À faire:
(1) Répondez à ces questions sur l'entretien consacré à l'art brut :
(a) Dans quelle discipline s'inscrit la thèse mentionnée ?
(b) Quelle œuvre de Michel Nedjar a suscité à la fois attirance et dégoût ?
(c) Selon LM, qu'est-ce qui émerge très fortement des œuvres des artistes bruts ?
(2) Poursuivez l'entretien sur l'art brut à partir de sa dernière phrase.

Extrait choisi:
--
LM: C’est une Thèse de Philosophie ?

RS: C’est une Thèse en Sciences de l’Éducation. Et puis la troisième chose, c’est que j’ai découvert, à la faveur d’une exposition, Michel Nedjar ; et le travail de Nedjar, ça été la première fois où j’ai eu en même temps une émotion, un sentiment, à la fois d’attirance, de fascination, et puis d’une espèce de dégoût, pour l’objet. Et c’était une poupée de Nedjar. Et c’est ça qui m’a fait aller vers d’autres auteurs, et notamment Darger, et ensuite la rencontre avec Jean-Pierre Ritsch-Fisch. il y a quelques années. Je crois que dans l’art brut, ce qui est fascinant, pour toutes ces personnes qui voient ces pièces, il y a un point commun, c’est que ça vient faire écho à des choses très intérieures, très archaïques en nous, parfois ça ressemble à des dessins d’enfants, à des choses très très simples ; on est dans le pré-verbal, et je crois que ça vient toucher chez nous des fibres très profondes, de la condition humaine.

Henry Darger, “Blengin”, 48 x 61 cm, Galerie J.P Ritsh-Fisch
Henry Darger, “Jenny and her sisters”, aquarelle et crayon de couleurs sur papier, 45,7 x 61 cm, Galerie J.P Ritsh-Fisch

LM: Ce que j’aime bien chez l’artiste brut, comme vous le disiez, c’est quelqu’un qui travaille dans son coin, qui ne cherche pas à exposer, donc il ne cherche pas à plaire. Il n’a pas de protocoles pour séduire le spectateur, ils s’en fiche complètement. Et c’est le côté que j’appelle “tripal”; il n’y a pas de filtre pour atténuer le “propos”. Ce qui émerge très fortement c’est la sincérité des œuvres.
--
Données sources:
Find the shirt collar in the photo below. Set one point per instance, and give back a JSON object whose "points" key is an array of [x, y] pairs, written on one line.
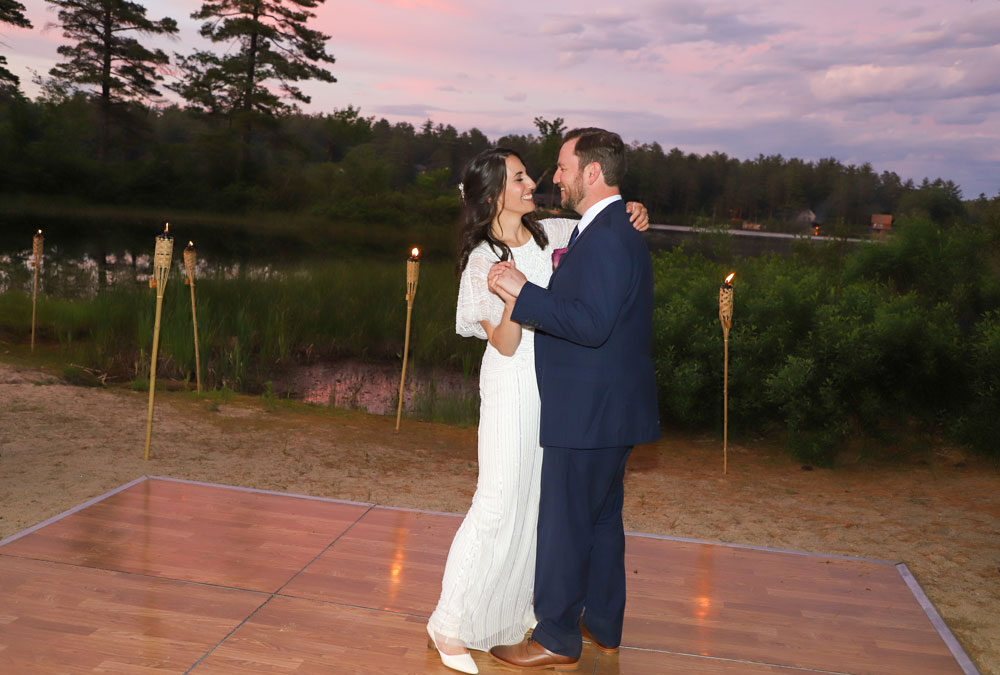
{"points": [[594, 210]]}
--
Réponses:
(1)
(a) En Sciences de l'Éducation.
(b) Une poupée.
(c) La sincérité des œuvres.

(2)
RS: Oui, c’est ça. Et quelqu’un m’a dit sur le stand de ST-ART que c’était de l’« art honnête »; et j’ai beaucoup aimé cette formulation, et je me la suis appropriée. Il y a quelque chose comme ça. Pourquoi ils font ce qu’ils font ?, on en sait rien ; il y a sans doute une raison pour eux, il y a une nécessité, mais ce qui est certain c’est qu’ils ne le font pas pour nous.

LM: Oui

RS: Et ça, ça change tout, en fait. Ça change tout dans la liberté de créer, dans la créativité, ce n’est pas conditionné par une réception sociale.

LM: Exactement. Mais justement, ça peut créer une tension, parce que dans toute l’histoire de l’art, l’artiste, c’est celui qui montre son travail, qui veut être reconnu, validé, et là on a l’exact opposé. On reconnaît un art chez des personnes qui ne déclarent pas forcément comme artistes au départ.

RS: C’est difficile à imaginer. En tout cas, ce qui est clair, c’est que pour la majorité des artistes brut, il n’y a pas de volonté de plaire, même si certains se rendent compte que certaines œuvres plaisent, et puis, sur le Marché de l’art, c’est un peu la même chose. Les gens qui s’intéressent à l’art brut, ce sont souvent des gens qui s’intéressent à la quintessence de l’art, et il y a beaucoup de grands collectionneurs, dans le monde, qui ont de l’art brut dans leurs collections, parce que je crois que ça ajoute quelque chose ; et cependant, il n’y a pas de spéculation. Bien entendu que la rareté des pièces fait que les prix augmentent de manière mécanique, sauf qu’elles n’augmentent pas comme dans l’art contemporain. Vous ne pouvez pas faire un pari en achetant un Aloïse corbaz en vous disant que vous allez multiplier par 4 son prix. Ce qui va faire le prix du Marché, c’est la rareté des pièces, en fait, et la beauté, bien entendu. Mais il n’y a pas de spéculation. Et ça fait aussi l’intérêt de l’art brut. On peut collectionner de l’art brut en ayant des revenus modestes. Les pièces d’art brut les plus chères, elles sont à quelque centaines de milliers d’Euro.

Aloïse Corbaz, Dessin aux crayons de couleur aquarellé sur papier, 60 x 42,5 cm, Galerie J.P Ritsh-Fisch, Strasbourg

LM: Et quels sont vos artistes brut préférés ?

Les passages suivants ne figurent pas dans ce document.